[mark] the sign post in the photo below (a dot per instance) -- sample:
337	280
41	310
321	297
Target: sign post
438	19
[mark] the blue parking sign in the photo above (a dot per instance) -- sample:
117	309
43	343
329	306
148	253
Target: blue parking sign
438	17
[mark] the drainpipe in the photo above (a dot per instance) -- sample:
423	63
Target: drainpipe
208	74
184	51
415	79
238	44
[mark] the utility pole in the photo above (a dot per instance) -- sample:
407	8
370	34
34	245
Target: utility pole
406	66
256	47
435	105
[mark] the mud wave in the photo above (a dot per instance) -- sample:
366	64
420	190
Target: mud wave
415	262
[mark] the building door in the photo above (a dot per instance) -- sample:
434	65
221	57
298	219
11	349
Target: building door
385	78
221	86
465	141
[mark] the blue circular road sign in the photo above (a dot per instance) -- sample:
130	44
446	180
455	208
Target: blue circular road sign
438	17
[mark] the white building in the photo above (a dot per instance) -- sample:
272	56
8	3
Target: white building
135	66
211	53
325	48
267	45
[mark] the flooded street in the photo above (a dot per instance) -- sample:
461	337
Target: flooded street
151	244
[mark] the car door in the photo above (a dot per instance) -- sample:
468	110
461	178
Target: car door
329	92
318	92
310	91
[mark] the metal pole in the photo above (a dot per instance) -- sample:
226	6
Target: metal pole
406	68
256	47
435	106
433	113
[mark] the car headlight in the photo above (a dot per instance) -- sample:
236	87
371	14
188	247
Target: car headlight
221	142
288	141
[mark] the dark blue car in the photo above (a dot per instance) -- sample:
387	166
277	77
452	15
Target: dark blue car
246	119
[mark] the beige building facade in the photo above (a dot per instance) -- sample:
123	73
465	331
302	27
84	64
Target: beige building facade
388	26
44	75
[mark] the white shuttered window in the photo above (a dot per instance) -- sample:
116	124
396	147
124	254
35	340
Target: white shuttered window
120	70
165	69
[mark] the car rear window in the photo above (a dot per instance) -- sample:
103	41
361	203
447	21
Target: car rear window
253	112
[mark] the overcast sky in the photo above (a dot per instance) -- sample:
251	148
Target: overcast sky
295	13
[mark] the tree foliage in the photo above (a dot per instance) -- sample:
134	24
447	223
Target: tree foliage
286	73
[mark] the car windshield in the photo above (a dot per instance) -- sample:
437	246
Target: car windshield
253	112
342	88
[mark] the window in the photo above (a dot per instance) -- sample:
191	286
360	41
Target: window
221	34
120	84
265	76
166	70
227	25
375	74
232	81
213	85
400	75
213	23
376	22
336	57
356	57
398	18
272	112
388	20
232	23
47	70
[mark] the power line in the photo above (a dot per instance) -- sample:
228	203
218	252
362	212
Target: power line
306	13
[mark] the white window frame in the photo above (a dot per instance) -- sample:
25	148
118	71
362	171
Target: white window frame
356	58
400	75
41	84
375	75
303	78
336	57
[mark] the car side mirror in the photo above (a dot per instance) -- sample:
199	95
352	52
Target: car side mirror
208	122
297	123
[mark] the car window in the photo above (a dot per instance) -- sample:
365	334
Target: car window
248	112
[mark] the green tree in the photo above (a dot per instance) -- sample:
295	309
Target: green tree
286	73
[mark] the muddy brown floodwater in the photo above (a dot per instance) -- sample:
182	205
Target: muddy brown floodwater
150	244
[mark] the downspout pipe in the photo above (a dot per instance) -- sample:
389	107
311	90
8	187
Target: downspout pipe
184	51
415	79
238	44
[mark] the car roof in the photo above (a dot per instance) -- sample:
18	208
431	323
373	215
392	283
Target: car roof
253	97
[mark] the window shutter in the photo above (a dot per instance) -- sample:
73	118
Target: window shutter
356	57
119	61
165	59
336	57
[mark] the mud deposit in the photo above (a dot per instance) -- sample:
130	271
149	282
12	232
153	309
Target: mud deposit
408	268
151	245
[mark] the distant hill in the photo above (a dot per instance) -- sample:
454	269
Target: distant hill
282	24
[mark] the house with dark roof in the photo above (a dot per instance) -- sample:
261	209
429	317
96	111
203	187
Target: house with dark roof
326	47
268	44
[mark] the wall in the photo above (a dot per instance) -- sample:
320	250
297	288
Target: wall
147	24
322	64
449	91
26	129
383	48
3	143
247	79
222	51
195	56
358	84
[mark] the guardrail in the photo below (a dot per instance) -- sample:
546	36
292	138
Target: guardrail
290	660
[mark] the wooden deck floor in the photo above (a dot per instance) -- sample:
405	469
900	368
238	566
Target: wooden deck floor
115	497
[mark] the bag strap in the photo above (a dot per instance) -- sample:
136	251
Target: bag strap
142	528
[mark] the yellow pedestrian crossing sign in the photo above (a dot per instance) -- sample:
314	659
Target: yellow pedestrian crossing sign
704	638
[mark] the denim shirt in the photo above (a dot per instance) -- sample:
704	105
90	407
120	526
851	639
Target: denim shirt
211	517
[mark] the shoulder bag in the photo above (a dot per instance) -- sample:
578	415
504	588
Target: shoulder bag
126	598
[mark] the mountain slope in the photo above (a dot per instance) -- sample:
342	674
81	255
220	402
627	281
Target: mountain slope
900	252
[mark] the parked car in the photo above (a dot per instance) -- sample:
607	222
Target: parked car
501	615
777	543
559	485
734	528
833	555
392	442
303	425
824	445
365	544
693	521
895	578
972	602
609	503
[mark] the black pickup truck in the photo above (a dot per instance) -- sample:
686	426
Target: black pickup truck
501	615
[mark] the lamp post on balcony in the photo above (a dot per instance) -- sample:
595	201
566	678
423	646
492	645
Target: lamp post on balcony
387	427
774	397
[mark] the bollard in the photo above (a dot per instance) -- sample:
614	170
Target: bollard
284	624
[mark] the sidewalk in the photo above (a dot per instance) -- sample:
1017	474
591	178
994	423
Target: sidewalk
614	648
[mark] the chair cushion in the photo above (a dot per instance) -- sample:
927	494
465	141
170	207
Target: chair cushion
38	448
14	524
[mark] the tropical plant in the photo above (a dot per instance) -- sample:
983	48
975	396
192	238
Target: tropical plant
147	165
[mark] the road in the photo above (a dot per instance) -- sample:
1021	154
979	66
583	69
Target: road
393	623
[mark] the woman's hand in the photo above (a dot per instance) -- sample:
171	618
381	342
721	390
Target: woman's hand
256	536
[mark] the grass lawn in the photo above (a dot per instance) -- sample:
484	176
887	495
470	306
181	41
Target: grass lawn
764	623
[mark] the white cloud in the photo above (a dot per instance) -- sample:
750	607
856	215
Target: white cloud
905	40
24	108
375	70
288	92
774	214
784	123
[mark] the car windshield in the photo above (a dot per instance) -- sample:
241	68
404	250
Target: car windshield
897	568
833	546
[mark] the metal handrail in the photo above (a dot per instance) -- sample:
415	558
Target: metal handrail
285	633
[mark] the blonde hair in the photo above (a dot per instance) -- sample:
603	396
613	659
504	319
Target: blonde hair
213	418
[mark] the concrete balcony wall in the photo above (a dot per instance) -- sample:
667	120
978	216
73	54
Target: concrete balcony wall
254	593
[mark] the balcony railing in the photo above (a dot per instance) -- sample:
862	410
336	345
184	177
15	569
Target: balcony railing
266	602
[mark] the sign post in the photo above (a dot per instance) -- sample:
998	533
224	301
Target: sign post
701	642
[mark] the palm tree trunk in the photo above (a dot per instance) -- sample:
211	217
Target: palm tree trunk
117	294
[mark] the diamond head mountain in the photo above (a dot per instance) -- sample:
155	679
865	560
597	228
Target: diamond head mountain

- - - -

● EXERCISE OBJECTIVE
The material above is to be reproduced exactly as written.

● ANSWER TO THIS PROBLEM
[mark] the sign post in the photo below (a dot per instance) -- sample:
337	280
41	310
321	297
Target: sign post
438	19
[mark] the blue parking sign in the photo above (a dot per instance) -- sample:
117	309
43	343
329	306
148	253
Target: blue parking sign
438	17
[mark] the drainpipe in the photo above (a dot per instance) -- sample:
423	63
Target: drainpipe
208	74
184	51
415	79
238	44
[mark] the utility pole in the photo above (a dot per instance) -- sample:
407	8
370	34
34	245
Target: utility pole
406	66
256	47
435	105
[mark] the mud wave in the photo above (a dot per instance) -- sample:
366	64
420	190
Target: mud wave
415	262
[mark] the building door in the photo above (a dot per instance) -- sample:
434	65
221	57
298	219
11	349
Target: building door
385	78
221	86
465	141
[mark] the blue circular road sign in the photo above (a dot per instance) -- sample:
130	44
446	180
455	208
Target: blue circular road sign
438	17
[mark] the white building in the photo above (a dot per instance) -- sample:
272	56
8	3
Target: white building
135	66
211	53
325	48
267	45
[mark] the flooded street in the photo above (a dot per instance) -- sample:
461	337
Target: flooded street
151	244
[mark] the car door in the photo above (a dot per instance) -- sample:
468	110
461	178
Target: car door
329	92
318	92
310	91
[mark] the metal pole in the photo above (a dot per instance) -- sample:
226	6
Target: metal pole
406	68
256	47
435	106
433	113
[mark] the car headlight in the photo above (a dot per instance) -- sample:
236	87
371	14
188	247
Target: car headlight
221	142
288	141
[mark] the dark blue car in the photo above (a dot per instance) -- sample:
387	166
277	77
452	15
Target: dark blue car
246	119
[mark] the beige building facade in the photo above (a dot per instance) -- sample:
123	73
465	331
302	27
84	64
Target: beige building facade
388	26
44	75
[mark] the white shuttered window in the photo above (a dot per instance) -- sample:
116	124
396	147
124	254
35	340
Target: white shuttered window
120	70
165	69
[mark] the car rear window in the photo above (a dot per instance) -- sample:
103	41
361	203
447	21
Target: car rear window
253	112
[mark] the overcast sky in the photo above (a dot per instance) -- sample:
251	148
Target: overcast sky
295	13
[mark] the tree foliage in the photo above (a dot per instance) -- sample:
134	24
447	223
Target: tree foliage
286	73
[mark] the car windshield in the photo above (a dot per instance) -- sample:
437	246
Target: car windshield
253	112
342	88
[mark] the window in the photo above (a dot per instance) -- sample:
191	286
360	41
Target: window
221	34
120	84
265	76
166	70
227	25
375	74
232	81
213	85
400	75
213	23
376	22
336	57
356	57
398	18
272	112
388	20
232	23
47	70
[mark] the power line in the photo above (a dot per instance) -- sample:
228	203
218	252
362	212
Target: power line
306	13
[mark] the white window frame in the photo above (a dot per instance) -- sample:
25	148
118	71
362	171
Target: white window frame
356	58
400	75
41	84
375	75
303	78
336	57
[mark] the car side mirror in the photo above (a dot per instance) -- sample:
199	95
352	52
Target: car side mirror
208	122
297	123
[mark] the car window in the photo above (a dot per instance) -- sample:
365	334
Target: car window
248	112
[mark] the green tree in the photo above (a dot per instance) -- sample:
295	309
Target: green tree
286	73
[mark] the muddy brown floodwater in the photo above (a dot per instance) -- sample:
182	205
Target: muddy brown floodwater
150	244
[mark] the downspout pipe in the photo above (a dot per instance) -- sample:
389	107
311	90
8	187
Target: downspout pipe
184	51
415	79
238	44
[mark] the car roof in the photo above (a dot per instance) -- sample:
18	208
431	323
373	215
392	283
Target: car roof
253	97
[mark] the window shutter in the photo above (a dot per instance) -- sample:
73	118
Target: window shutter
356	57
119	61
165	59
336	57
[mark] the mud deposit in the photo above (a dot per instance) -- sample:
130	271
149	282
12	232
153	309
Target: mud deposit
408	268
151	245
[mark] the distant hill in the photo above (a dot per instance) -- sample:
454	269
Target: distant hill
282	24
[mark] the house with dark roof in the photo above (a dot per instance) -- sample:
261	209
429	317
96	111
203	187
Target: house with dark roof
326	47
268	44
[mark] the wall in the photo above (a dot per instance) -- sample:
320	250
297	288
Target: wall
147	24
322	64
449	91
26	129
383	48
3	143
247	79
222	51
195	56
358	84
[mark] the guardrail in the photo below (a dot per instance) -- sample:
546	36
292	138
Target: guardrail
290	660
[mark] the wooden deck floor in the photo above (a dot per instance) -- sample:
405	469
900	368
238	566
Target: wooden deck floor
115	497
[mark] the bag strap in the photo above (a dot per instance) -- sample:
136	251
Target: bag strap
142	528
[mark] the yellow pedestrian crossing sign in the photo above (a dot per instance) -- sample:
314	659
Target: yellow pedestrian crossing sign
704	638
[mark] the denim shirt in the photo above (a dot per instance) -- sample:
704	105
90	407
120	526
851	639
Target: denim shirt
211	517
[mark] the shoulder bag in the photo above (a dot per instance) -- sample:
578	415
504	588
Target: shoulder bag
126	598
[mark] the mountain slope in the photo above (a dot per instance) -- sample:
342	674
81	255
220	402
627	281
Target: mountain slope
900	252
[mark] the parked car in the photo above (a dot per instance) -- sample:
607	222
Target: parked car
501	615
777	543
559	485
734	528
833	555
392	442
303	425
824	445
365	544
693	521
895	578
972	602
609	503
[mark] the black pickup truck in the photo above (a dot per instance) -- sample:
686	426
Target: black pickup truck
501	615
[mark] the lamp post on balcony in the photo above (a dot per instance) -- sample:
595	201
566	678
423	646
492	645
Target: lamp post on balcony
387	427
774	397
[mark] the bollard in the photo above (a dot per instance) -- sample:
614	170
Target: bollard
284	624
[mark] the sidewalk in the photo above (a dot per instance) -- sample:
1017	474
591	178
994	423
Target: sidewalk
614	648
[mark] the chair cushion in the photo above (a dot per instance) -- sample:
927	494
465	141
170	207
Target: chair cushion
38	448
14	524
[mark] the tropical plant in the photo above (a dot per instance) -- sample:
983	48
975	396
192	238
Target: tropical plant
147	165
[mark] the road in the photo above (a dot per instance) -- sample:
1021	154
979	66
583	69
Target: road
393	623
[mark] the woman's hand in the photo above (a dot per instance) -- sample:
171	618
381	342
721	390
Target: woman's hand
256	536
[mark] the grass lawn in the photo above (a dot per instance) -- sample:
484	176
887	495
470	306
181	41
Target: grass lawn
764	623
[mark] the white cloud in the photo above (a dot per instance) -- sample:
750	607
856	215
Target: white cloud
905	40
24	108
375	70
288	92
774	214
784	123
[mark] the car windshield in the photo above (a dot per instance) -- sample:
241	68
404	250
Target: car windshield
897	568
833	546
[mark] the metal handrail in the photo above (a dot per instance) -- sample:
415	558
Target: metal handrail
285	633
[mark] the blonde hair in the photo above (a dot per instance) -- sample:
603	396
613	659
504	319
Target: blonde hair
213	418
[mark] the concrete balcony wall in the photo above (a dot per instance) -- sample:
667	120
978	216
73	54
Target: concrete balcony wall
254	593
[mark] the balcony railing in the photo above (a dot per instance) -- sample:
862	410
336	345
184	177
15	569
Target: balcony railing
266	602
[mark] the sign post in the photo above (a dot per instance) -- sample:
998	533
224	301
Target: sign post
701	642
[mark] the palm tree trunk in the photo above (a dot per instance) -- sample:
211	217
Target: palm tree trunk
117	294
[mark] the diamond head mountain in the photo above (a dot per instance) -- sample:
155	679
865	560
597	228
Target: diamond head mountain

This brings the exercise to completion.